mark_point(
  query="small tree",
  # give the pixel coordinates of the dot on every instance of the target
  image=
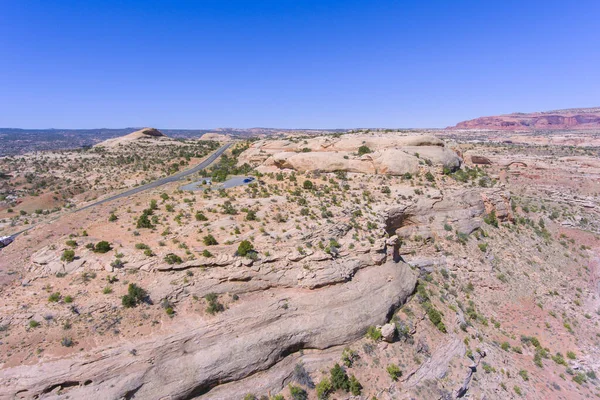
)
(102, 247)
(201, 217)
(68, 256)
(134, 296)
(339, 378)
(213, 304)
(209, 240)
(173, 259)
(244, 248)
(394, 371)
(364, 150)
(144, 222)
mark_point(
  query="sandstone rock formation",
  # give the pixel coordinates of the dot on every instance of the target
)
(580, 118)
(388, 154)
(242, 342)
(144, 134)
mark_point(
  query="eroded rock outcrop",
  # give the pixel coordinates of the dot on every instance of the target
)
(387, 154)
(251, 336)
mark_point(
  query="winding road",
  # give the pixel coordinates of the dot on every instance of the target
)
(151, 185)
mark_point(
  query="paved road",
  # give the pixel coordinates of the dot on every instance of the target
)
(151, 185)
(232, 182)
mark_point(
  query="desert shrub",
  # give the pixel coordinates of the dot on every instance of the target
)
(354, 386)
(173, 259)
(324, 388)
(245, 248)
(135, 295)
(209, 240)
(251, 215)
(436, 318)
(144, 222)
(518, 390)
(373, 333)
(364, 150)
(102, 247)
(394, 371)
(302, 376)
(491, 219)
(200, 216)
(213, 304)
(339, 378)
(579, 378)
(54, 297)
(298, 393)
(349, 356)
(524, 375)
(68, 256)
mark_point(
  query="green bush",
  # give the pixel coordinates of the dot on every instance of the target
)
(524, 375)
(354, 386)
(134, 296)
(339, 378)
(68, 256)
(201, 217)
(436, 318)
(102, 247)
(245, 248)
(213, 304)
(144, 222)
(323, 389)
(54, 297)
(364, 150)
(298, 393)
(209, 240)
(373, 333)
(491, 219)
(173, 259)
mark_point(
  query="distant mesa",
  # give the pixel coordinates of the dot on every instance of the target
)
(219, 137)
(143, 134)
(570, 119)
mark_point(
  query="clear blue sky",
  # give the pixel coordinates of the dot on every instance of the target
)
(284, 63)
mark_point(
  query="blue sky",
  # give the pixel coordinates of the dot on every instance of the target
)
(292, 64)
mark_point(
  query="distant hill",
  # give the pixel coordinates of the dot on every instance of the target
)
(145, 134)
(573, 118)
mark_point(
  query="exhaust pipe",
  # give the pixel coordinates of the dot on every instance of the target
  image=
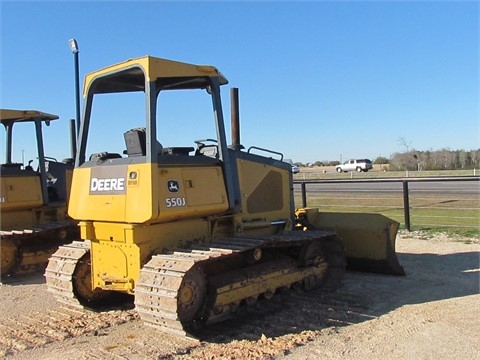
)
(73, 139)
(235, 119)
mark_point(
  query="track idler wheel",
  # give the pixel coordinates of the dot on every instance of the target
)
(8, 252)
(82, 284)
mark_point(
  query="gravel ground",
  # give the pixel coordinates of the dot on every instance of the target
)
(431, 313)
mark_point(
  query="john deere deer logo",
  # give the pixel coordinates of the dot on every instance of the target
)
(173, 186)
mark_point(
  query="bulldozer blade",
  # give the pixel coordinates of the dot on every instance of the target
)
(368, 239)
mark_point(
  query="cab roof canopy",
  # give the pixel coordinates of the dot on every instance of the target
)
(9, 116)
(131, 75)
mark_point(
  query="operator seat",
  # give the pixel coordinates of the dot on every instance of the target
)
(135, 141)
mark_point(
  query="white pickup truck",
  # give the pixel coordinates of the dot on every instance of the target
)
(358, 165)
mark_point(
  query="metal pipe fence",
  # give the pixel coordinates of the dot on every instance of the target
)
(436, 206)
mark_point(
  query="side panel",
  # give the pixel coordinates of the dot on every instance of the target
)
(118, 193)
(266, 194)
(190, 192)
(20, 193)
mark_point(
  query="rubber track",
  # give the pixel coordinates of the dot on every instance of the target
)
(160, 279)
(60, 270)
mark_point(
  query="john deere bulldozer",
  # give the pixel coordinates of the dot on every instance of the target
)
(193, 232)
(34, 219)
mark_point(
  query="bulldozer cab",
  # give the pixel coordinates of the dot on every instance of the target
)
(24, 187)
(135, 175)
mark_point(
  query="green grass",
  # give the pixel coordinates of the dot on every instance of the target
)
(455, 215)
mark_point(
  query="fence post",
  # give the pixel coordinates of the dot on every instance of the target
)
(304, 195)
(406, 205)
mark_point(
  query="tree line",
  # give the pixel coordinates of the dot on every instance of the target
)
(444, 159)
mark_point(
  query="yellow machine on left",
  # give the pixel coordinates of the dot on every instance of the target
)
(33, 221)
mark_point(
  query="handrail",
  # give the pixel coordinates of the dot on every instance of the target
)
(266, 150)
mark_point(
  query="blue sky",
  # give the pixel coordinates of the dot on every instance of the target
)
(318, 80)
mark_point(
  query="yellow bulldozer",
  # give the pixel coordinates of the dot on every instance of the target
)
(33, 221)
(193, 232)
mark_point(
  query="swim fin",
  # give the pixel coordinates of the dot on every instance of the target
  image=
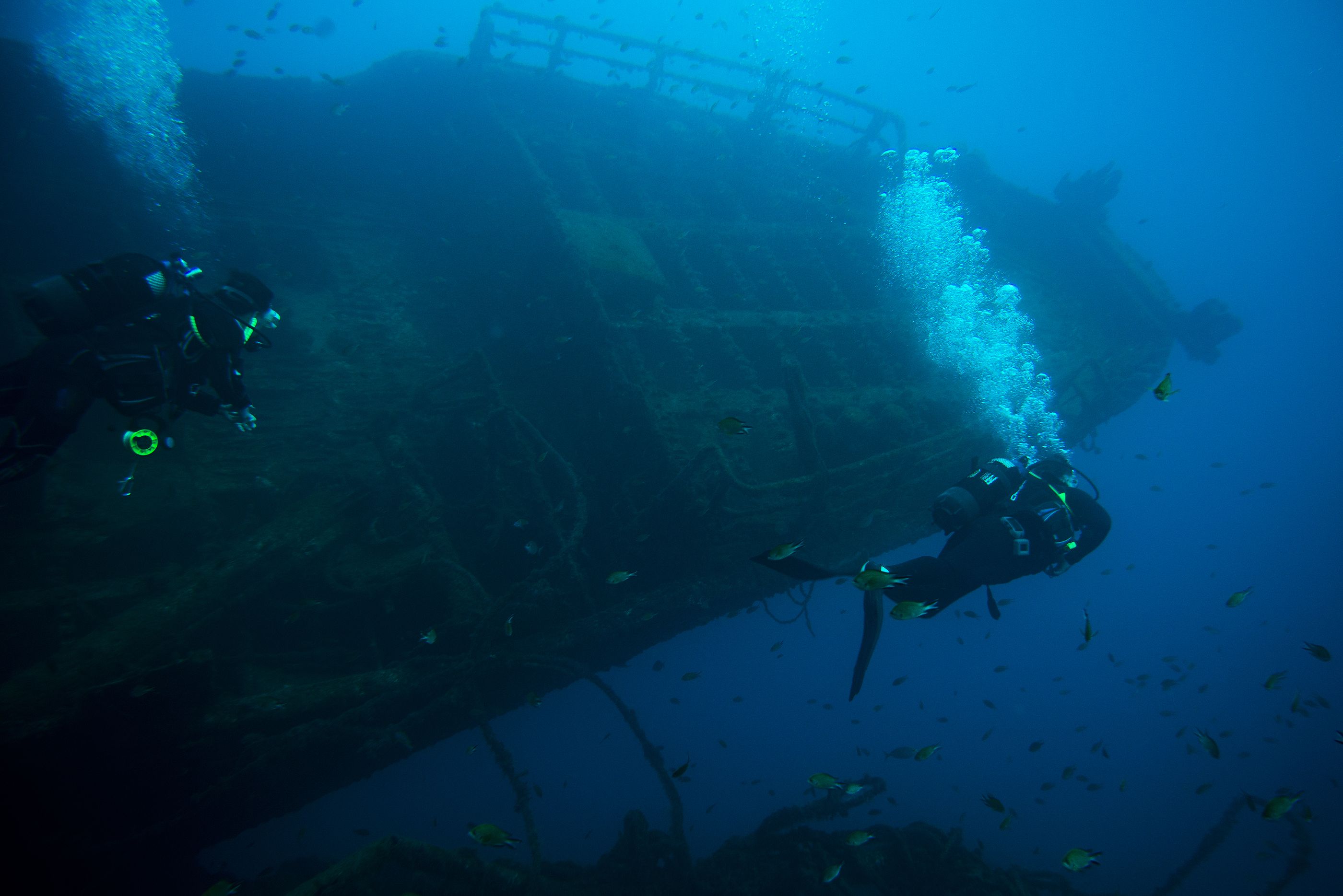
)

__________

Problem requirements: Give every line of the listing above again, exactly, with no images.

Exercise answer:
mark_point(
  query="small tree",
  # give the pixel coordinates of the dot on every instance of the target
  image=
)
(102, 247)
(201, 217)
(68, 256)
(134, 296)
(339, 378)
(213, 304)
(209, 240)
(173, 259)
(244, 248)
(394, 371)
(364, 150)
(144, 222)
mark_point(
  query="sandstone rock formation",
  # give the pixel coordinates of the dot on every instance of the target
)
(580, 118)
(388, 154)
(242, 342)
(144, 134)
mark_point(
  query="eroded rock outcrop",
  # give the pixel coordinates of the dot on every instance of the target
)
(387, 154)
(251, 336)
mark_point(
  query="winding road",
  # give the pixel coordinates of the dot on every instance of the target
)
(151, 185)
mark_point(
  query="paved road",
  # give the pixel coordinates of the dot on every instance of the target
)
(151, 185)
(232, 182)
mark_point(
  query="desert shrub",
  # give the pixel coordinates of the dot on every instance of the target
)
(354, 386)
(173, 259)
(324, 388)
(245, 248)
(135, 295)
(209, 240)
(251, 215)
(436, 318)
(144, 222)
(518, 390)
(373, 333)
(364, 150)
(102, 247)
(394, 371)
(302, 376)
(491, 219)
(200, 216)
(213, 304)
(339, 378)
(579, 378)
(54, 297)
(298, 393)
(349, 356)
(524, 375)
(68, 256)
mark_point(
  query="green bush",
  # give the pixel coordinates of the dot on every instance of the target
)
(524, 375)
(354, 386)
(134, 296)
(339, 378)
(68, 256)
(201, 217)
(436, 318)
(102, 247)
(245, 248)
(213, 304)
(144, 222)
(323, 389)
(54, 297)
(364, 150)
(298, 393)
(209, 240)
(373, 333)
(491, 219)
(173, 259)
mark_point(
  query="distant mesa",
  # give the pixel coordinates of the dot on every instance of the target
)
(219, 137)
(143, 134)
(570, 119)
mark_point(
  query="clear blue sky",
  # give the pixel coordinates of the dot on every instance of the target
)
(284, 63)
mark_point(
  query="blue sky",
  # give the pixel coordinates of the dot on every instance of the target
)
(292, 64)
mark_point(
  query="distant hill",
  # give the pixel coordinates of the dot on every instance of the target
)
(145, 134)
(573, 118)
mark_point(
  query="exhaust pipe",
  # give the pixel coordinates of the dot on every instance of the target
  image=
)
(73, 139)
(235, 119)
mark_point(
  query="track idler wheel",
  # give the pixel coordinates of the dot on every instance of the target
)
(8, 252)
(82, 284)
mark_point(
  query="gravel ground",
  # give the pixel coordinates of the dot on every instance of the target
)
(431, 313)
mark_point(
  query="john deere deer logo",
  # give the pixel coordinates of the dot on every instance of the target
)
(173, 186)
mark_point(
  query="bulldozer blade",
  # give the pixel coordinates of the dot on every instance of the target
)
(368, 239)
mark_point(
  query="cab roof canopy",
  # give the pixel coordinates of the dot on every instance of the target
)
(9, 116)
(131, 75)
mark_point(
  query="operator seat",
  # give the pixel coordinates of the dot on every instance of the target
)
(135, 141)
mark_point(
  query="white pickup truck",
  # give the pixel coordinates of the dot on every instance of the target
)
(358, 165)
mark_point(
  query="metal pipe fence",
  # give the pixel coordinates of the dot on every instance of the target
)
(436, 206)
mark_point(
  query="side panel",
  # give the pixel coordinates of the dot on every instance of the target
)
(118, 193)
(266, 194)
(190, 192)
(20, 193)
mark_point(
  query="rubber track",
  # give the pixel coordinates of the dot on every instance of the target
)
(160, 279)
(60, 270)
mark_point(
  query="john deere bulldozer",
  # give the pixel coordinates of the dot on every instance of the target
)
(193, 232)
(34, 219)
mark_point(
  query="bulldozer cab",
  # give the pixel coordinates of the dot on every instance of the target
)
(24, 187)
(135, 175)
mark_point(
  query="green grass",
  # give the pixel coordinates of the dot on every instance of the target
)
(455, 215)
mark_point(
  query="fence post",
  # give the pixel coordinates of the dot on every instance of the target
)
(304, 195)
(406, 205)
mark_point(
  query="tree line",
  # give the pixel coordinates of the dot on every instance of the target
)
(444, 159)
mark_point(
  query="yellow machine on left",
  # give the pixel coordinates of the dot on every instance of the target
)
(33, 221)
mark_point(
  query="handrail",
  # give the pixel coordinates of the dot on every instance of the target
)
(266, 150)
mark_point(
  query="blue sky",
  # give the pixel coordinates of the dot on every instance of the target
)
(318, 80)
mark_point(
  query="yellow bulldozer",
  # give the pixel coordinates of the dot on every instance of the target
)
(33, 221)
(193, 232)
mark_point(
  query="swim fin",
  # give the pixel coordinates of the dot on every instance of the target
  image=
)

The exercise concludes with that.